*** Opening PROVIDED DATA ***

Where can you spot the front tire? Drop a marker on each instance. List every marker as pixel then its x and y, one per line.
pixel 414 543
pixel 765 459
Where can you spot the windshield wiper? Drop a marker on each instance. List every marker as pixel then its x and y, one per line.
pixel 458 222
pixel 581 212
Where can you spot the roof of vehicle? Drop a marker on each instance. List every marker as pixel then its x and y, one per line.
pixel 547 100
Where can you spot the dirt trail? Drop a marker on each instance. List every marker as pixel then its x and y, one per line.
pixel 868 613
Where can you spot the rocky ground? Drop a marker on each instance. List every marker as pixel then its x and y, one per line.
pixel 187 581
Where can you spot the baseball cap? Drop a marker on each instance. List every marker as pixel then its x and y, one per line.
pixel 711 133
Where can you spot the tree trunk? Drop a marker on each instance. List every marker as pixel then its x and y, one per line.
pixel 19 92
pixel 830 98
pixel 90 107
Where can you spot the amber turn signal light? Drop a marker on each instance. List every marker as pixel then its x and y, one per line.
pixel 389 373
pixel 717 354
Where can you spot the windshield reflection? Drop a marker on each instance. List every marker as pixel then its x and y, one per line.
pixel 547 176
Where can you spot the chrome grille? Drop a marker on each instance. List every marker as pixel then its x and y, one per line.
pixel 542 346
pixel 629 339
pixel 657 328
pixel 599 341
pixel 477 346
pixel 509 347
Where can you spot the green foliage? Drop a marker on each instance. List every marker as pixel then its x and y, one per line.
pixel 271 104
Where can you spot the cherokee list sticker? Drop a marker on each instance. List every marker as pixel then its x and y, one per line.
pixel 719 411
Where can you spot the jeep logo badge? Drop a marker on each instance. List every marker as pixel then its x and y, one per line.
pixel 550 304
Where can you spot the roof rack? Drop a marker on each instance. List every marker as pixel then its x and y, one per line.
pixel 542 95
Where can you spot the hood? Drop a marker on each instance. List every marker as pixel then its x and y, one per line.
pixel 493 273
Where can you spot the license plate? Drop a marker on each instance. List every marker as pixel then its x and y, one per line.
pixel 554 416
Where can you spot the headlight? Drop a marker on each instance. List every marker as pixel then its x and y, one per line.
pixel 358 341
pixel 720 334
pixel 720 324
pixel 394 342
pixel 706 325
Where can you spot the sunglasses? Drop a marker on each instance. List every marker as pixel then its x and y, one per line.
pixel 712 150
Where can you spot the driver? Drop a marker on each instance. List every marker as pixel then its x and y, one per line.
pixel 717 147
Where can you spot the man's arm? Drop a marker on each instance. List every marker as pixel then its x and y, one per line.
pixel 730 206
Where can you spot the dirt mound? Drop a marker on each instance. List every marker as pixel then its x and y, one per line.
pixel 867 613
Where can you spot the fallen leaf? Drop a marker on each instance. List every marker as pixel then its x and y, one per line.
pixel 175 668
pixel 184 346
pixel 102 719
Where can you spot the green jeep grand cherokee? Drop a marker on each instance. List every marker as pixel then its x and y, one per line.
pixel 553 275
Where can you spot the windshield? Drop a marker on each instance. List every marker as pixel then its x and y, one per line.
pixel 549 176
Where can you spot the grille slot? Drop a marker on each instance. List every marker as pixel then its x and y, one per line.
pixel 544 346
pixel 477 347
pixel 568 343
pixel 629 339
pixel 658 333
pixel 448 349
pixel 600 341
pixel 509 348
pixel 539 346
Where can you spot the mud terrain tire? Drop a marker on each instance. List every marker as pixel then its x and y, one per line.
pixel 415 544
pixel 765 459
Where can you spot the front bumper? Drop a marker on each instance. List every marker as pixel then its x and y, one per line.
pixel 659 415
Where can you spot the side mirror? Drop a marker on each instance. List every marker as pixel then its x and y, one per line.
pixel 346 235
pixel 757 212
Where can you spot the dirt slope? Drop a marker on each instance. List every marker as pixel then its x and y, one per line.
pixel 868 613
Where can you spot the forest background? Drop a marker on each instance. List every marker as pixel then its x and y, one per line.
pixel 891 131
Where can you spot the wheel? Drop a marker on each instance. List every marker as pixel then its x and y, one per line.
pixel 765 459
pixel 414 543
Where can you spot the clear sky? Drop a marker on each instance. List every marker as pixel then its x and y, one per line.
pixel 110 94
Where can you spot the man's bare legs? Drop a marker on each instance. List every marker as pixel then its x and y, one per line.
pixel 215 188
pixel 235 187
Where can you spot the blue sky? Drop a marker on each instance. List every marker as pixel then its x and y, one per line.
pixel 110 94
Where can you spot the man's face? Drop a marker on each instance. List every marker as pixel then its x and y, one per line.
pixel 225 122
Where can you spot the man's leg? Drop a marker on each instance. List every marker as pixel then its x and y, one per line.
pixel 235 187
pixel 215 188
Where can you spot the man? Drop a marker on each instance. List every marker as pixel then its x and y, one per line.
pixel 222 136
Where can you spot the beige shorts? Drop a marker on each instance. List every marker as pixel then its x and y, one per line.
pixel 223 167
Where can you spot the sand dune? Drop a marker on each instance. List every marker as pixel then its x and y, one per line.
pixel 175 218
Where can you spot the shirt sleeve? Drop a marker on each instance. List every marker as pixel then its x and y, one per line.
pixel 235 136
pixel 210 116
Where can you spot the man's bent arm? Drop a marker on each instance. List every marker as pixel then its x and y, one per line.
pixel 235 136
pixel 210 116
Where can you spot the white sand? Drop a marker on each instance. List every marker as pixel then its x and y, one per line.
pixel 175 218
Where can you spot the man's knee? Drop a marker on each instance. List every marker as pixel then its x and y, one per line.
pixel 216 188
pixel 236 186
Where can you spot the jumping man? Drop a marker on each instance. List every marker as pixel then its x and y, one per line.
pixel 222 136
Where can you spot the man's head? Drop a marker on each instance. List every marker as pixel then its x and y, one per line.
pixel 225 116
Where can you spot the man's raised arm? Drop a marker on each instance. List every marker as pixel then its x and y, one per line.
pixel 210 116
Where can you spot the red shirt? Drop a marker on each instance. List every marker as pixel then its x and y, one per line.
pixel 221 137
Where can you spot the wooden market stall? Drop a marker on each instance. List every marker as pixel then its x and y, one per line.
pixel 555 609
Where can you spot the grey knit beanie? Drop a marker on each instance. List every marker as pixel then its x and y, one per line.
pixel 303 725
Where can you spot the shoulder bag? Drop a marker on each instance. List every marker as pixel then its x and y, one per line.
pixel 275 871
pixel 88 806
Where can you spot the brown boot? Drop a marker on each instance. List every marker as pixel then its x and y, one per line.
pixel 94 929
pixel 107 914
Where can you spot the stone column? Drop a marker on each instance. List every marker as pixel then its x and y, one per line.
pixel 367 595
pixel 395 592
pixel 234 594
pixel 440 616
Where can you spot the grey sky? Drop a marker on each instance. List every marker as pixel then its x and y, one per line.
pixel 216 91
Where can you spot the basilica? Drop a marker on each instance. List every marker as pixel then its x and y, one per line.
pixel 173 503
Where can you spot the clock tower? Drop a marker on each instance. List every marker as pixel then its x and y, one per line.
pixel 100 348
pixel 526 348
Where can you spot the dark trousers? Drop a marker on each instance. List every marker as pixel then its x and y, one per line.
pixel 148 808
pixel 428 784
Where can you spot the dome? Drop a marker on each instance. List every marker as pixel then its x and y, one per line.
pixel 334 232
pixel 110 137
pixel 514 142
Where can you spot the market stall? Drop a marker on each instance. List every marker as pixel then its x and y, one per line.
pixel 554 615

*** Closing PROVIDED DATA ***

* [YOUR ASSIGNMENT]: An exact copy of all the records is the only acceptable answer.

* [RESULT OF THE EXERCISE]:
Where can you spot the front tire? Drop a marker on each instance. List every marker as pixel then its x and y, one per line.
pixel 414 543
pixel 765 459
Where can you spot the windshield wiper? Drop a marker on each instance. List every marker as pixel then its x and y, one per line.
pixel 458 222
pixel 581 212
Where can you spot the roof of vehicle? Drop a marker on each instance. List every marker as pixel then its x and y, one per line.
pixel 547 100
Where can you spot the dirt trail? Drop a marker on each instance. List every marker as pixel then its x and y, one per line.
pixel 868 613
Where can you spot the rocky ground? Drop a marker on each instance. List every marker as pixel then its x and y, one per line.
pixel 187 581
Where can you spot the baseball cap? Drop a marker on each instance. List every marker as pixel then its x and y, one per line.
pixel 711 133
Where can you spot the tree trunk? Drop a marker on each instance. List every marker as pixel then its x and y, one per line.
pixel 19 92
pixel 830 98
pixel 90 107
Where can you spot the amber turn signal light? Drop a marker on each instance. List every marker as pixel then its x and y, one per line.
pixel 389 373
pixel 717 354
Where can you spot the windshield reflection? Drop a marker on each instance. List every marker as pixel then its x and y, one per line.
pixel 547 176
Where can you spot the chrome grille? Drop a marker on each instance. List every marker as pixel then its x and y, one per line.
pixel 542 346
pixel 629 339
pixel 657 328
pixel 599 341
pixel 477 346
pixel 509 347
Where can you spot the green foliage? Drop a marker on each instance. List every marker as pixel then its x and y, one per line.
pixel 271 104
Where can you spot the cherokee list sticker? Drop a marker on each instance. List every marker as pixel then its x and y, one per line.
pixel 719 411
Where can you spot the jeep logo badge? Drop a marker on each instance. List every marker as pixel then its x and y, one per line.
pixel 550 304
Where can you spot the roof rack? Drop a marker on each instance. List every marker as pixel then its x and y, one per line.
pixel 542 95
Where can you spot the hood? Drop a marker on each instance. List every marker as pixel then its x and y, one per line.
pixel 493 273
Where can you spot the license plate? Drop a marker on each instance. List every marker as pixel then its x and y, one per line.
pixel 554 416
Where can you spot the headlight? Drop a marker on each instance. List every marker as pixel then its x and y, one per line.
pixel 358 341
pixel 720 334
pixel 720 324
pixel 394 342
pixel 706 325
Where can you spot the sunglasses? Drop a marker on each instance. List every marker as pixel then its x and y, one per line.
pixel 712 150
Where can you spot the driver? Drop a marker on each instance. List every marker as pixel then its x and y, one per line.
pixel 717 147
Where can you spot the man's arm? Drop a marker on each instance. List every marker as pixel then its x and y, one per line.
pixel 730 206
Where can you spot the dirt mound? Drop a marker on each instance. List every marker as pixel then its x and y, one per line.
pixel 867 613
Where can you spot the fallen leaf? Drop a marker on each instance. List every marker as pixel then its x and y, one per line.
pixel 175 668
pixel 184 346
pixel 102 719
Where can you spot the green jeep grand cherokee? Drop a marker on each instance. List every marker as pixel then its x and y, one per line.
pixel 553 275
Where can you spot the windshield? Drop a marker on each instance. List every marker as pixel then its x and y, one per line.
pixel 549 176
Where can you spot the grille slot? Drop a marker on each instance. List every marker as pixel then its x and y, one per line.
pixel 544 346
pixel 477 347
pixel 568 343
pixel 629 339
pixel 658 333
pixel 448 349
pixel 600 341
pixel 509 348
pixel 539 346
Where can you spot the mud terrain tire? Drop a marker on each instance. List every marker as pixel then its x and y, one per line.
pixel 415 544
pixel 765 459
Where can you spot the front bumper? Drop a marker on each instance. List every marker as pixel then its x and y, one per line.
pixel 659 415
Where can you spot the side mirror? Drop a marker on each instance. List every marker as pixel then its x and y, one per line.
pixel 346 235
pixel 757 212
Where can you spot the dirt slope? Drop a marker on each instance. List every marker as pixel then its x and y, one per line.
pixel 868 613
Where can you spot the forest background? Drop a marker on each instance. List every marker as pixel then its x and y, one per line.
pixel 891 131
Where can you spot the wheel? Drop a marker on each instance. List every marker as pixel then its x and y, one per line.
pixel 765 459
pixel 414 543
Where can you spot the clear sky? Drop a marker on each instance. List every marker as pixel then its x and y, one per line.
pixel 110 94
Where can you spot the man's bare legs? Drop a marker on each instance. List every marker as pixel then its x and y, one per line.
pixel 215 188
pixel 235 187
Where can you spot the blue sky? Drop a marker on each instance. List every marker as pixel then its x and y, one per line.
pixel 110 94
Where can you spot the man's face? Drop a marker on each instance. List every marker as pixel then its x and y, one per line.
pixel 225 122
Where can you spot the man's leg? Drop a marker on each instance. List every marker as pixel then its x and y, one per line.
pixel 235 187
pixel 215 188
Where can you spot the man? Drop a marker on each instance. List every marker as pixel then its x and y, one per line.
pixel 222 136
Where can you spot the beige shorts? Drop a marker on each instance. List every marker as pixel then its x and y, one per line.
pixel 223 167
Where can you spot the sand dune? Drop a marker on each instance. List every marker as pixel then its x and y, one per line.
pixel 175 218
Where can you spot the shirt sleeve? Drop a marker on each instance. List every marker as pixel then its x and y, one per line.
pixel 235 136
pixel 210 116
Where can you spot the man's bent arm? Drop a marker on each instance. List every marker as pixel then its x and y, one per line.
pixel 235 136
pixel 210 116
Where can you spot the white sand? Drop a marker on each instance. List every marker as pixel then its x and y, one per line.
pixel 175 218
Where can you spot the man's knee? Drop a marker on each instance. List every marker as pixel then its x and y, one per line.
pixel 216 188
pixel 236 186
Where can you spot the jumping man? Drop a marker on each instance. List every marker as pixel then its x and y, one per line.
pixel 222 136
Where can you spot the man's head? Drop a marker on each instance. List every marker as pixel then its x and y, one per line.
pixel 225 116
Where can you spot the man's raised arm? Drop a marker on each instance. List every marker as pixel then its x and y, one per line.
pixel 210 116
Where can you spot the red shirt? Drop a marker on each instance. List every marker as pixel then its x and y, one per line.
pixel 221 137
Where can you spot the wooden market stall? Drop a marker on each instance. List every marker as pixel then its x and y, one per line.
pixel 555 609
Where can you spot the grey knit beanie? Drop a marker on each instance. List every marker as pixel then its x and y, one per line.
pixel 303 725
Where can you spot the shoulder bag? Drop a marker on each instance. List every marker as pixel then its x and y, one per line.
pixel 275 871
pixel 88 806
Where can you spot the brown boot? Drop a marker on each instance. List every marker as pixel then its x and y, one per line.
pixel 94 929
pixel 107 914
Where can you spot the stone column? Drop a marker on each instance. List every marker as pixel then its x and y, one per line.
pixel 367 595
pixel 395 592
pixel 234 594
pixel 440 616
Where can you spot the grey sky? Drop a marker on each instance. List every marker as pixel then its x and y, one per line.
pixel 216 91
Where can you spot the basilica? Drop a marker on each instance. List every marker as pixel then its x and y, one per line.
pixel 173 503
Where can you spot the clock tower? Drop a marker on each instance. List every marker as pixel then its x and y, one per line.
pixel 100 348
pixel 526 348
Where can you spot the dark trousers? Drop a marker on each instance. List every marker as pixel then its x and y, one per line.
pixel 148 808
pixel 428 784
Where can you spot the dome? Drop a marker on each instance. List every marker as pixel then its x and y, one per line.
pixel 334 232
pixel 110 137
pixel 514 142
Where can you spot the market stall? Drop a marker on each instance. List every marker as pixel then its x and y, one per line.
pixel 554 615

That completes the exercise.